_EXERCISE PROMPT_
Print every line of the entries below word for word, leaving the pictures out.

_Data listing_
>>>>>
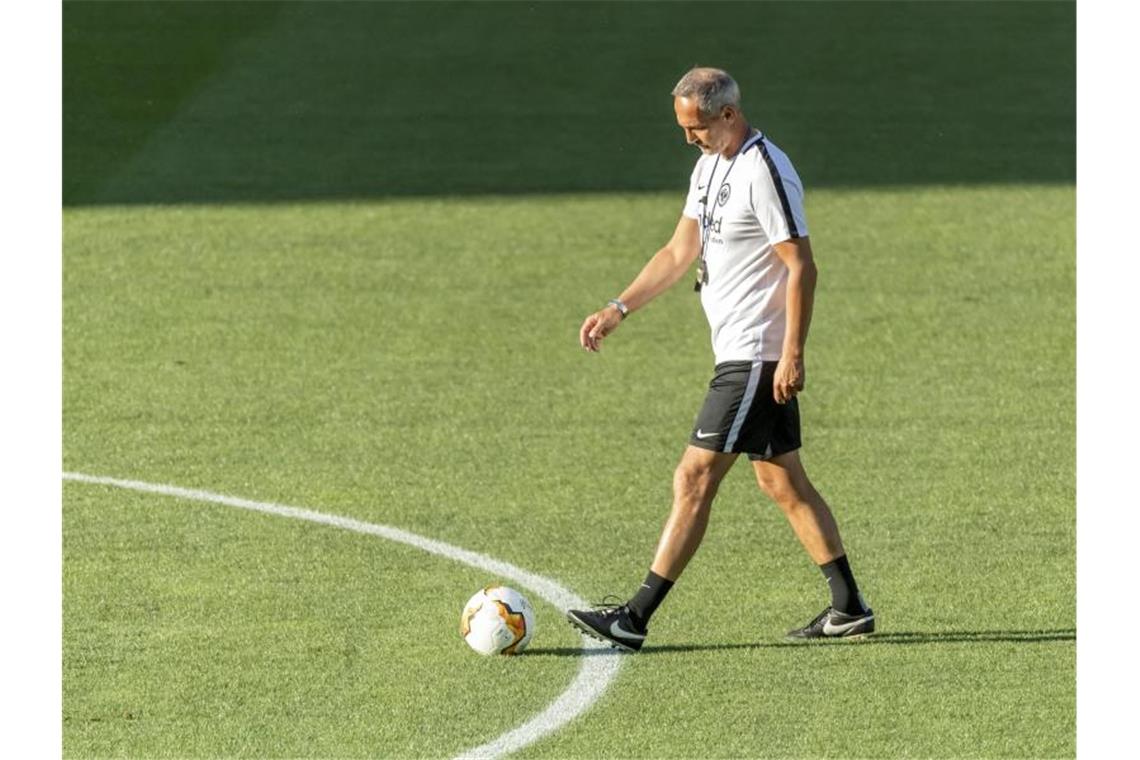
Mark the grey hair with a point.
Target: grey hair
(713, 88)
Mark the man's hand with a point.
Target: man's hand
(597, 326)
(788, 380)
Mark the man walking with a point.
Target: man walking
(743, 223)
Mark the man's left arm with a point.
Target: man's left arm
(796, 253)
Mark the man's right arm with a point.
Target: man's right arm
(656, 277)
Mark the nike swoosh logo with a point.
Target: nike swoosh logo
(616, 629)
(836, 630)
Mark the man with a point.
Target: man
(743, 223)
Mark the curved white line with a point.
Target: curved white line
(594, 675)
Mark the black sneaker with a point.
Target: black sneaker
(831, 623)
(610, 623)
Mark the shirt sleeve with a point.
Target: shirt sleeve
(779, 198)
(693, 201)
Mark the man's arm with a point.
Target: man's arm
(656, 277)
(801, 274)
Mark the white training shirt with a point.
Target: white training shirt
(754, 202)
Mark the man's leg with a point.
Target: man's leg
(783, 479)
(694, 485)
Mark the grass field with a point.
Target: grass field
(271, 292)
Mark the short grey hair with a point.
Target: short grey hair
(713, 89)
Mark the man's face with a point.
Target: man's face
(709, 133)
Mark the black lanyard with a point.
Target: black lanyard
(702, 271)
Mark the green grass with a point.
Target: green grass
(336, 255)
(415, 364)
(259, 101)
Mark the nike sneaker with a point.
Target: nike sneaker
(611, 623)
(832, 623)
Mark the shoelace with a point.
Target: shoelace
(820, 618)
(610, 603)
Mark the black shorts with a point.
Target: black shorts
(740, 414)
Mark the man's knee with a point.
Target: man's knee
(694, 483)
(780, 488)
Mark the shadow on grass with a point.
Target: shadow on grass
(895, 637)
(242, 101)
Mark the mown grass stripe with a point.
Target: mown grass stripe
(594, 676)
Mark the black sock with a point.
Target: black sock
(845, 596)
(649, 596)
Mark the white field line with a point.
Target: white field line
(599, 668)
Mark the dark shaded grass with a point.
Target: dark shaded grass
(231, 101)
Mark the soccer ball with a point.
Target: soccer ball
(497, 620)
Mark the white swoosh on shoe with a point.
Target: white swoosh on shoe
(843, 628)
(616, 629)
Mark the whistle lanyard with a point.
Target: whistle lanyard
(702, 272)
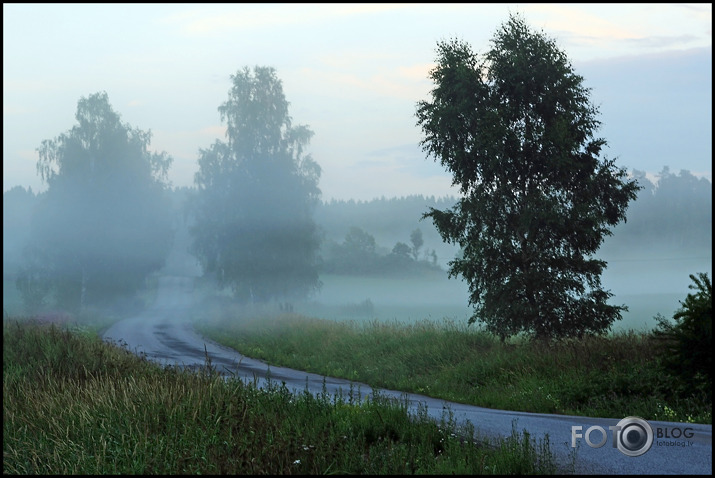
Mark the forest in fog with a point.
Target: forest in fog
(668, 225)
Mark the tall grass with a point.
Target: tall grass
(613, 377)
(73, 404)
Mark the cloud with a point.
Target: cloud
(211, 21)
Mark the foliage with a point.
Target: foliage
(593, 376)
(73, 404)
(256, 194)
(516, 130)
(689, 340)
(103, 224)
(358, 255)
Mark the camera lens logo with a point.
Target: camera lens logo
(634, 436)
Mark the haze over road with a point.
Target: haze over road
(165, 334)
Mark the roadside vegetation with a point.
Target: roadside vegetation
(73, 404)
(614, 376)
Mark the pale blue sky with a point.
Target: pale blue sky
(352, 72)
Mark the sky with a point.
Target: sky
(353, 73)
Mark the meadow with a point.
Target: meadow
(73, 404)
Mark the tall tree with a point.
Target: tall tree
(256, 194)
(516, 129)
(103, 222)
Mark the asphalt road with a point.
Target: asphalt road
(164, 335)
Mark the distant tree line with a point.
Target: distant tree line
(357, 254)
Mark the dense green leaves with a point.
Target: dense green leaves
(516, 129)
(256, 193)
(103, 224)
(689, 338)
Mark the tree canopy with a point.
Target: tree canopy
(103, 224)
(256, 194)
(516, 129)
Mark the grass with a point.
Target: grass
(611, 377)
(73, 404)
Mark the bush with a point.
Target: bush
(689, 340)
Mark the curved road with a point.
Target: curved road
(164, 335)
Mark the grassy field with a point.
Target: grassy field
(75, 405)
(611, 377)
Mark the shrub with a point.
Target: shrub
(688, 341)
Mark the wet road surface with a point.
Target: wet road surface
(164, 335)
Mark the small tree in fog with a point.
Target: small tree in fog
(256, 194)
(516, 129)
(103, 224)
(417, 242)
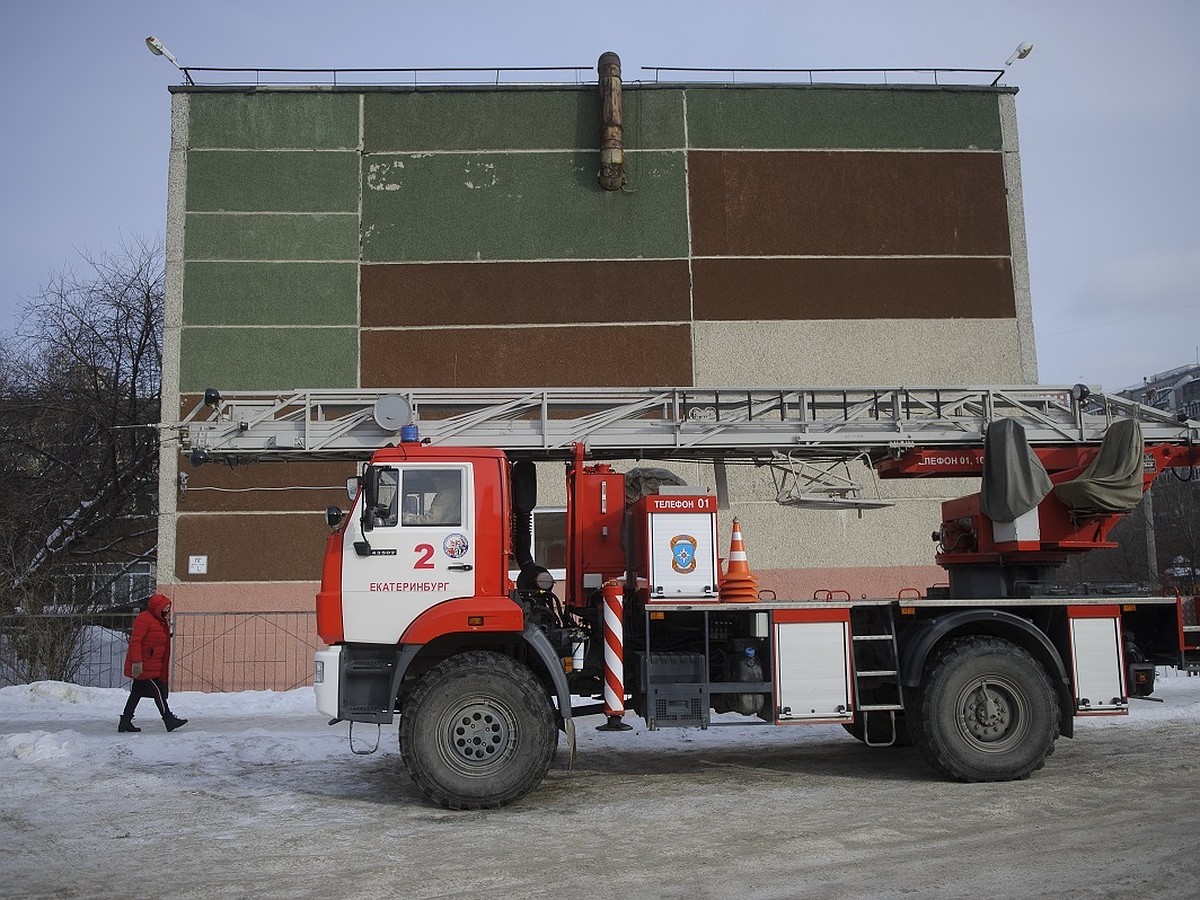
<<<<<
_OUTPUT OF THE TASK_
Mark the grey hair with a point.
Target: grey hair
(713, 88)
Mark the man's hand with a point.
Target: man's hand
(597, 326)
(788, 380)
Mark the man walking with a point.
Target: man walking
(743, 223)
Mark the man's left arm with a point.
Target: man's left arm
(796, 253)
Mark the man's right arm with a point.
Target: man's right arm
(656, 277)
Mark the nike swoosh logo with a point.
Target: nike swoosh logo
(616, 629)
(836, 630)
Mark the man with a point.
Target: man
(743, 223)
Mark the curved white line with a point.
Target: curved white line
(594, 675)
Mark the black sneaker with a point.
Target: black sneaker
(831, 623)
(610, 623)
Mark the shirt sleeve with a point.
Target: shirt sleeve
(779, 198)
(693, 201)
Mark the man's arm with a point.
Target: man's arm
(656, 277)
(801, 274)
Mark the white training shirt with a point.
Target: white training shirt
(754, 202)
Mark the man's leg with a point.
Target: man's leg
(783, 479)
(694, 485)
Mark the grass field with a point.
Target: grass field
(271, 292)
Mark the short grey hair with a point.
Target: short grey hair
(713, 89)
Mark the man's face with a point.
Target: man's face
(709, 133)
Mark the black lanyard with a point.
Target: black lanyard
(702, 271)
Mark the green grass with a point.
Target: green grass
(336, 255)
(415, 364)
(259, 101)
Mark the nike sneaker with a point.
Target: nike sneaker
(611, 623)
(832, 623)
Mark the shoelace with a point.
Target: shoelace
(820, 618)
(610, 603)
Mark the black shorts with a point.
Target: black shorts
(740, 414)
Mark the man's knee with a point.
Target: man's knee
(694, 483)
(780, 488)
Mark the shadow on grass with a point.
Target: shadow on grass
(895, 637)
(242, 101)
Mark the mown grass stripe with a point.
Target: mown grass stripe
(594, 676)
Mark the black sock with a point.
Target: black sock
(845, 596)
(649, 596)
Mark the white field line with a point.
Target: white field line
(599, 668)
Mark the dark shaded grass with a point.
Target: dark shaded grass
(231, 101)
Mark the soccer ball with a point.
Target: soccer ball
(497, 620)
Mark the white swoosh on shoe with a point.
Target: white swoosh on shoe
(843, 628)
(616, 629)
Mark the whistle lanyard with a point.
Target: whistle lanyard
(702, 272)
Mark the forest in fog with a point.
Target: forest in fog
(668, 225)
Mark the tall grass with a point.
Target: tall grass
(613, 377)
(73, 404)
Mark the cloud with a point.
Target: cloud
(211, 21)
Mark the foliage with a point.
Target: foliage
(593, 376)
(73, 404)
(256, 194)
(516, 130)
(689, 340)
(103, 224)
(358, 255)
Mark the camera lens logo with a point.
Target: camera lens logo
(634, 436)
Mark the haze over road with a point.
Target: haze over road
(165, 334)
Mark the roadside vegetation with a point.
Target: roadside vegetation
(73, 404)
(614, 376)
Mark the pale blue sky with a point.
Target: pale blue sky
(352, 72)
Mark the sky with a point.
Target: sky
(353, 73)
Mark the meadow with a point.
Target: meadow
(73, 404)
Mark the tall tree with a point.
Target: tall tree
(256, 194)
(516, 129)
(103, 222)
Mark the asphalt road with a point.
Target: asphalt road
(164, 335)
Mark the distant tree line with a point.
Target: distant tree line
(357, 254)
Mark the dense green leaves with a point.
Target: dense green leaves
(516, 129)
(256, 193)
(103, 224)
(689, 338)
Mark the tree canopy with a point.
Target: tree canopy
(103, 224)
(256, 194)
(516, 129)
Mark the grass with a point.
Target: grass
(611, 377)
(73, 404)
Mark the bush with a point.
Target: bush
(689, 340)
Mark the curved road with a point.
Target: curved road
(164, 335)
Mark the grassy field with a point.
Target: grassy field
(75, 405)
(611, 377)
Mark the shrub with a point.
Target: shrub
(688, 341)
Mark the wet road surface with a point.
Target: wet road surface
(164, 335)
Mark the small tree in fog with a point.
Target: small tree in fog
(256, 194)
(516, 129)
(103, 224)
(417, 242)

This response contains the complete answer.